TEXT UNDER STUDY
General characteristics
- Type: Cargo ship
- Displacement: 7,150 long tons (7,265 t)
- Beam: 46 ft (14 m)
- Draft: 20 ft 1 in (6.12 m)
- Propulsion: 1 × triple expansion steam engine; 1 × shaft;
- Speed: 9.5 knots (17.6 km/h; 10.9 mph)
- Complement: 131 officers and enlisted
- Armament: 4 × 3 in (76 mm) guns; 2 × machine guns;

= USS Astoria (AK-8) =

Cargo ship of the United States Navy

The USS Astoria (SP-2005/AK-8) was a steel-hulled, coal-burning steam cargo ship of the United States Navy.

==Service history==
===In commercial service, 1902-1917===
The ship was constructed in 1902 by J. Blumer & Co., Sunderland, England, as SS Burbo Bank for the Fenwick Shipping Co., Ltd., was acquired by Leonhardt & Blumberg of Hamburg, Germany shortly before the beginning of World War I, and was renamed SS Frieda Leonhardt. After the outbreak of hostilities, she took refuge in Jacksonville, Florida, and remained there until the United States entered the war against Germany in the spring of 1917.

===Seized by the United States, 1917===
She was then seized by United States Customs officials and was turned over to the United States Shipping Board (USSB). Transferred to the Navy by an executive order dated 22 May 1917, the freighter was moved to Charleston, South Carolina, to be prepared in the navy yard there for naval service. Renamed Astoria (SP-2005), she completed conversion late in 1917 and was commissioned on 15 November 1917.

STORED DATA
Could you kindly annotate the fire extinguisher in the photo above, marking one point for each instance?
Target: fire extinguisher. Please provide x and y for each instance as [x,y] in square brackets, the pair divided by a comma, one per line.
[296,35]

WHAT IS BEING ASKED
Copy out the whole text about the cargo ship USS Astoria, word for word. The lines above have nothing to do with this.

WRITTEN RESPONSE
General characteristics
- Type: Cargo ship
- Displacement: 7,150 long tons (7,265 t)
- Beam: 46 ft (14 m)
- Draft: 20 ft 1 in (6.12 m)
- Propulsion: 1 × triple expansion steam engine; 1 × shaft;
- Speed: 9.5 knots (17.6 km/h; 10.9 mph)
- Complement: 131 officers and enlisted
- Armament: 4 × 3 in (76 mm) guns; 2 × machine guns;

= USS Astoria (AK-8) =

Cargo ship of the United States Navy

The USS Astoria (SP-2005/AK-8) was a steel-hulled, coal-burning steam cargo ship of the United States Navy.

==Service history==
===In commercial service, 1902-1917===
The ship was constructed in 1902 by J. Blumer & Co., Sunderland, England, as SS Burbo Bank for the Fenwick Shipping Co., Ltd., was acquired by Leonhardt & Blumberg of Hamburg, Germany shortly before the beginning of World War I, and was renamed SS Frieda Leonhardt. After the outbreak of hostilities, she took refuge in Jacksonville, Florida, and remained there until the United States entered the war against Germany in the spring of 1917.

===Seized by the United States, 1917===
She was then seized by United States Customs officials and was turned over to the United States Shipping Board (USSB). Transferred to the Navy by an executive order dated 22 May 1917, the freighter was moved to Charleston, South Carolina, to be prepared in the navy yard there for naval service. Renamed Astoria (SP-2005), she completed conversion late in 1917 and was commissioned on 15 November 1917.